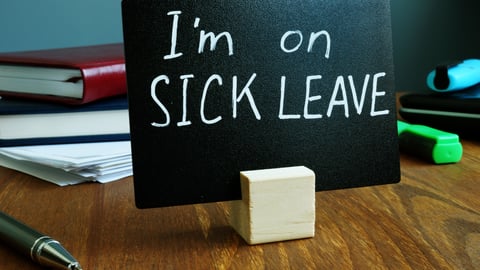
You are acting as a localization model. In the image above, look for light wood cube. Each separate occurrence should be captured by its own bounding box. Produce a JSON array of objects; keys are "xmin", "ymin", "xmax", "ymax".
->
[{"xmin": 230, "ymin": 166, "xmax": 315, "ymax": 245}]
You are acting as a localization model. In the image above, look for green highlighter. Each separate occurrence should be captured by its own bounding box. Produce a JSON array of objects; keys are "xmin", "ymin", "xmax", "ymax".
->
[{"xmin": 397, "ymin": 121, "xmax": 463, "ymax": 164}]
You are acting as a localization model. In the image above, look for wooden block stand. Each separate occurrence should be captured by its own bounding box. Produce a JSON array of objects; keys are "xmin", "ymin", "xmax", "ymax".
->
[{"xmin": 230, "ymin": 166, "xmax": 315, "ymax": 245}]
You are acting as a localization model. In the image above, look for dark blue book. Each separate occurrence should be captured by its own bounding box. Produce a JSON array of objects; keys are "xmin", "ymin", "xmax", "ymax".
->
[{"xmin": 0, "ymin": 96, "xmax": 130, "ymax": 147}]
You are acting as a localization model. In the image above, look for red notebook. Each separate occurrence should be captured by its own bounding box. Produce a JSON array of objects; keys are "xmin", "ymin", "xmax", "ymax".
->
[{"xmin": 0, "ymin": 43, "xmax": 127, "ymax": 104}]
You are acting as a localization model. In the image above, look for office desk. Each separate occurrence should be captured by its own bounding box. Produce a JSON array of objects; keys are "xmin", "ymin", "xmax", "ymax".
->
[{"xmin": 0, "ymin": 130, "xmax": 480, "ymax": 270}]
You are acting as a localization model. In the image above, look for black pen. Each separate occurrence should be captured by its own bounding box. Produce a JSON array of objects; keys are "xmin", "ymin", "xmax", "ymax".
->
[{"xmin": 0, "ymin": 212, "xmax": 82, "ymax": 270}]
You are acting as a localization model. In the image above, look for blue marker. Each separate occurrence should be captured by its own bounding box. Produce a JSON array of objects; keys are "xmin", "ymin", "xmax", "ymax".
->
[{"xmin": 427, "ymin": 59, "xmax": 480, "ymax": 92}]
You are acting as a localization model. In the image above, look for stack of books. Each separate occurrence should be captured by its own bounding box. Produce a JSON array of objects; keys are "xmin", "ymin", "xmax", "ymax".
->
[{"xmin": 0, "ymin": 43, "xmax": 132, "ymax": 186}]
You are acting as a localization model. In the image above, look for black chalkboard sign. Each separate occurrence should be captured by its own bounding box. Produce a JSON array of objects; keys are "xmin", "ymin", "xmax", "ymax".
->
[{"xmin": 122, "ymin": 0, "xmax": 400, "ymax": 208}]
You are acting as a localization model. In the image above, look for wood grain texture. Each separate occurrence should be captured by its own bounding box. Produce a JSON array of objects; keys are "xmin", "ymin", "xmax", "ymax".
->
[{"xmin": 0, "ymin": 99, "xmax": 480, "ymax": 270}]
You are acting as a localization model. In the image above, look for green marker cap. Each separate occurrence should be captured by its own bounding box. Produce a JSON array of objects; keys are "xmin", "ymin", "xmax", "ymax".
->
[{"xmin": 397, "ymin": 121, "xmax": 463, "ymax": 164}]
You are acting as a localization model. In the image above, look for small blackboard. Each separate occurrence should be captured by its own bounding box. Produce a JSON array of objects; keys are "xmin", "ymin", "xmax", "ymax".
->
[{"xmin": 122, "ymin": 0, "xmax": 400, "ymax": 208}]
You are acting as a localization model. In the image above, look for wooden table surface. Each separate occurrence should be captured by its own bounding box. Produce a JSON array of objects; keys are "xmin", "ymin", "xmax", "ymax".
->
[{"xmin": 0, "ymin": 130, "xmax": 480, "ymax": 270}]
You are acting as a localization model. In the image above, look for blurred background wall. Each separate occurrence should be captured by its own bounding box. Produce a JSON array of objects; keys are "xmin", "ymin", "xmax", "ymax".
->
[{"xmin": 0, "ymin": 0, "xmax": 480, "ymax": 91}]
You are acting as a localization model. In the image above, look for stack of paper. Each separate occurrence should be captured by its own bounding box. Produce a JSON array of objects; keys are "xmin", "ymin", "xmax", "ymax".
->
[{"xmin": 0, "ymin": 141, "xmax": 132, "ymax": 186}]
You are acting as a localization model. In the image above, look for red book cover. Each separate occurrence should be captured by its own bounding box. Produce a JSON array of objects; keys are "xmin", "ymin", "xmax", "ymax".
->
[{"xmin": 0, "ymin": 43, "xmax": 127, "ymax": 104}]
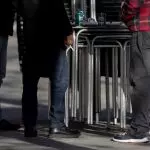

Task objective
Collect each line of the material above that contains the word "green", and copy every such line in full.

Complete response
You are acting as a localization model. In the image above, look for green highlighter. Each separate occurrence should be captured by its own bounding box. Produce a JSON array of objects; keys are "xmin", "ymin", "xmax", "ymax".
You are acting as a localization model. In the image above, look for green marker cap. Each separate occurrence should be captured by its own bounding box. Produce a JSON array of objects; keys are "xmin", "ymin", "xmax", "ymax".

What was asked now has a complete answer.